* _Position identification records_
------------

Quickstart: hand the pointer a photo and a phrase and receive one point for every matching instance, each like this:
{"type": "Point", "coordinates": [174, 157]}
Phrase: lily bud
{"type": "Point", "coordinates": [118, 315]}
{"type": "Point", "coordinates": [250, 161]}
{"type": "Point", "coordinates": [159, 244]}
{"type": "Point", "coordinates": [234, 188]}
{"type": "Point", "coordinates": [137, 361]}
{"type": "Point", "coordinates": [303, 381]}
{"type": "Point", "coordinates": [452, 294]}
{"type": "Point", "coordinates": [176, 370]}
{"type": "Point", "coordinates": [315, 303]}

------------

* _INSTRUCTION_
Reproduce every line of the items above without changing a character.

* _RESPONSE_
Quickstart: hand the pointer a photo and a phrase and receive one point for every matching instance, each like this:
{"type": "Point", "coordinates": [174, 157]}
Phrase: lily bud
{"type": "Point", "coordinates": [118, 315]}
{"type": "Point", "coordinates": [250, 161]}
{"type": "Point", "coordinates": [159, 244]}
{"type": "Point", "coordinates": [234, 188]}
{"type": "Point", "coordinates": [137, 361]}
{"type": "Point", "coordinates": [303, 381]}
{"type": "Point", "coordinates": [452, 294]}
{"type": "Point", "coordinates": [176, 370]}
{"type": "Point", "coordinates": [315, 303]}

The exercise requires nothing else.